» **Extract**
In [1]:
import math
import os
import pandas as pd
from sklearn.model_selection import train_test_split

Problem 1

In [2]:
df_sst = pd.read_csv("SST-2/train.tsv", delimiter="\t")
labels = df_sst['label']
X_train, X_temp, y_train, y_temp=train_test_split(df_sst, labels, test_size=(100 + 100), random_state=42)
X_validation, X_test, y_validation, y_test=train_test_split(X_temp, y_temp, test_size=100, random_state=42)
prior_prob_positive=y_train.sum()/len(y_train)
prior_prob_negative=1-prior_prob_positive
print("Prior probability of positive class in the training set:", prior_prob_positive)
print("Prior probability of negative class in the training set:", prior_prob_negative)

Prior probability of positive class in the training set: 0.5576702557000104
Prior probability of negative class in the training set: 0.4423297442999896


Problem 2

In [3]:
def tokenizer(sentence):
    retList=['<s>']
    tokenized_sentence=sentence.split()
    for word in tokenized_sentence:
        retList.append(word)
    retList.append('</s>')
    return retList

X_train['tokenized_sentence']=X_train['sentence'].apply(tokenizer)
print("Tokenization of the first sentence in the training set:")
print(type(X_train['tokenized_sentence'].iloc[0]))
vocabulary=set()
for tokens in X_train['tokenized_sentence']:
    vocabulary.update(tokens)

vocabulary_size=len(vocabulary)
print("\nVocabulary size of the training set (including start and end symbols):", vocabulary_size)

Tokenization of the first sentence in the training set:
<class 'list'>

Vocabulary size of the training set (including start and end symbols): 14817


Problem 3

In [4]:
def bigram_counts_organizer(tokenized_sequences):
    bigram_counts={}
    for sequence in tokenized_sequences:
        for i in range(len(sequence)-1):
            wi=sequence[i]
            wj=sequence[i+1]
            if wi not in bigram_counts:
                bigram_counts[wi] ={}
            if wj not in bigram_counts[wi]:
                bigram_counts[wi][wj]=0
            bigram_counts[wi][wj]+=1
    return bigram_counts

bigram_counts = bigram_counts_organizer(X_train['tokenized_sentence'])
start_with_the_count = bigram_counts["<s>"].get("the", 0)

print("The bigram ('<s>', 'the') occurs", start_with_the_count,"times in the training set:")


The bigram ('<s>', 'the') occurs 4451 times in the training set:


Problem 4

In [5]:
def Lidstone_smoothing(curr_word,prev_word,bigram_counts,alpha,vocab_size):
    count_bigram=0
    if prev_word in bigram_counts and curr_word in bigram_counts[prev_word]:
        count_bigram=bigram_counts[prev_word][curr_word]
    count_prev_word=sum(bigram_counts.get(prev_word, {}).values())
    return math.log(((count_bigram+alpha)/(count_prev_word+alpha*vocab_size)))

Lidstone_smoothing("award","academy",bigram_counts,.001,vocabulary_size)#these words are solely based on 

-1.0251860898691059

In [6]:
Lidstone_smoothing("award","academy",bigram_counts,.5,vocabulary_size)

» **Records shown**

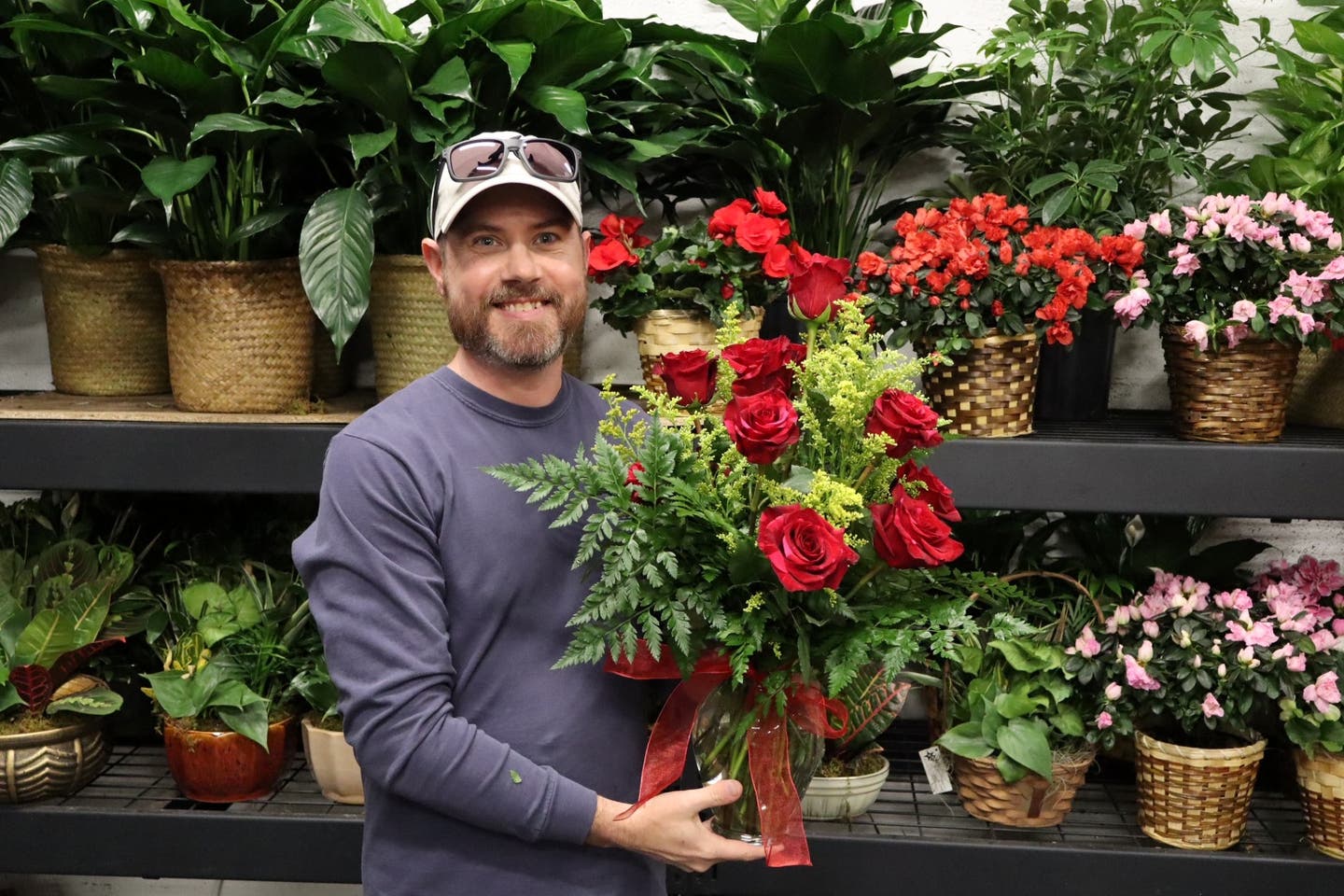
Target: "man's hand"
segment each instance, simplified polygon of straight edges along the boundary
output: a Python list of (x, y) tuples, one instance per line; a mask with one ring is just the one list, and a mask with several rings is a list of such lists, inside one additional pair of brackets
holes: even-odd
[(765, 858), (763, 846), (719, 837), (700, 810), (726, 806), (742, 795), (742, 785), (719, 780), (698, 790), (659, 794), (622, 821), (616, 817), (629, 809), (605, 797), (597, 798), (597, 814), (587, 842), (593, 846), (620, 846), (652, 856), (681, 870), (708, 870), (720, 861)]

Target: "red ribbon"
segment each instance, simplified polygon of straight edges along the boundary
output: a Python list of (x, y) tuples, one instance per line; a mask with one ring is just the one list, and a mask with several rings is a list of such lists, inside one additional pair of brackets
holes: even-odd
[[(681, 670), (671, 652), (664, 652), (661, 658), (655, 660), (642, 641), (633, 658), (614, 661), (609, 657), (606, 670), (625, 678), (681, 678)], [(681, 778), (700, 705), (731, 677), (727, 657), (706, 654), (695, 664), (691, 676), (672, 690), (653, 723), (649, 746), (644, 751), (640, 798), (617, 815), (617, 821), (629, 818), (640, 806)], [(754, 677), (751, 688), (753, 696), (758, 696), (761, 685)], [(801, 681), (789, 688), (786, 712), (796, 725), (823, 737), (839, 737), (849, 724), (849, 713), (843, 703), (828, 700), (816, 685)], [(831, 715), (840, 719), (840, 727), (831, 724)], [(770, 868), (810, 865), (812, 853), (802, 827), (802, 802), (793, 786), (793, 770), (789, 766), (789, 727), (784, 716), (769, 712), (751, 725), (747, 733), (747, 766), (761, 818), (765, 864)]]

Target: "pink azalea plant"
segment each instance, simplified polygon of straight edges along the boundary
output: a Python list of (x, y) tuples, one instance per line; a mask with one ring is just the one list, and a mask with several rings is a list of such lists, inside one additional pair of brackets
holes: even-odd
[(1067, 649), (1066, 672), (1103, 697), (1090, 740), (1110, 746), (1136, 728), (1188, 746), (1219, 746), (1227, 735), (1249, 740), (1279, 700), (1285, 713), (1293, 704), (1317, 728), (1331, 712), (1337, 723), (1341, 586), (1337, 564), (1322, 568), (1312, 557), (1227, 591), (1159, 572), (1099, 631), (1085, 626)]
[(1286, 195), (1206, 196), (1134, 220), (1145, 270), (1110, 296), (1122, 326), (1180, 326), (1200, 352), (1246, 339), (1313, 349), (1344, 334), (1344, 254), (1339, 223)]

» **Tasks**
1. List every function defined with the def keyword in the notebook above.
2. Retype the notebook above from "return retList" up to and including "vocabulary_size=len(vocabulary)".
3. According to the notebook above, how many times does the bigram ('<s>', 'the') occur in the training set?

» **Written answers**
1.
tokenizer
bigram_counts_organizer
Lidstone_smoothing

2.
return retList

X_train['tokenized_sentence']=X_train['sentence'].apply(tokenizer)
print("Tokenization of the first sentence in the training set:")
print(type(X_train['tokenized_sentence'].iloc[0]))
vocabulary=set()
for tokens in X_train['tokenized_sentence']:
    vocabulary.update(tokens)

vocabulary_size=len(vocabulary)

3. 4451 times.